++++ Material for this task

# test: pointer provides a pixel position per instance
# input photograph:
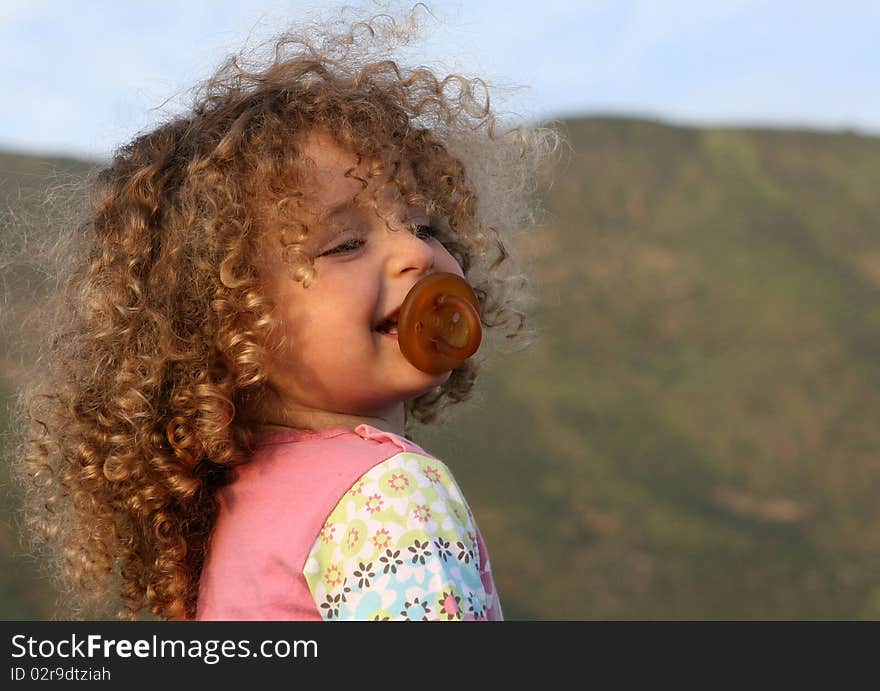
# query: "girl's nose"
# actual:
(409, 253)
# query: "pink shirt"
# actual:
(270, 554)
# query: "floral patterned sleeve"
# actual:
(402, 544)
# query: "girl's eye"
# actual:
(349, 246)
(423, 232)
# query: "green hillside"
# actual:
(694, 433)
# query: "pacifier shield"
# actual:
(439, 326)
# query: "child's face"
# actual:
(329, 357)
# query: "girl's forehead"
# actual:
(334, 178)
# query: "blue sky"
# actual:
(82, 77)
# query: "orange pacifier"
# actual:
(439, 327)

++++++++

**Instruction**. Print all of the entries word for word. Omit the pictures they contain.

**Task solution**.
# test: pointer provides a pixel position per instance
# input photograph:
# query: "girl's nose"
# actual:
(409, 253)
# query: "pink shirt"
# actual:
(270, 554)
# query: "floral patterned sleeve"
# actual:
(402, 544)
# query: "girl's eye"
# actual:
(349, 246)
(423, 232)
# query: "green hillside"
# actual:
(694, 433)
# query: "pacifier shield"
# actual:
(439, 326)
# query: "child's face"
# actual:
(329, 357)
# query: "girl's forehead"
# actual:
(334, 178)
# query: "blue sky"
# actual:
(82, 77)
# query: "orange pacifier"
# actual:
(439, 327)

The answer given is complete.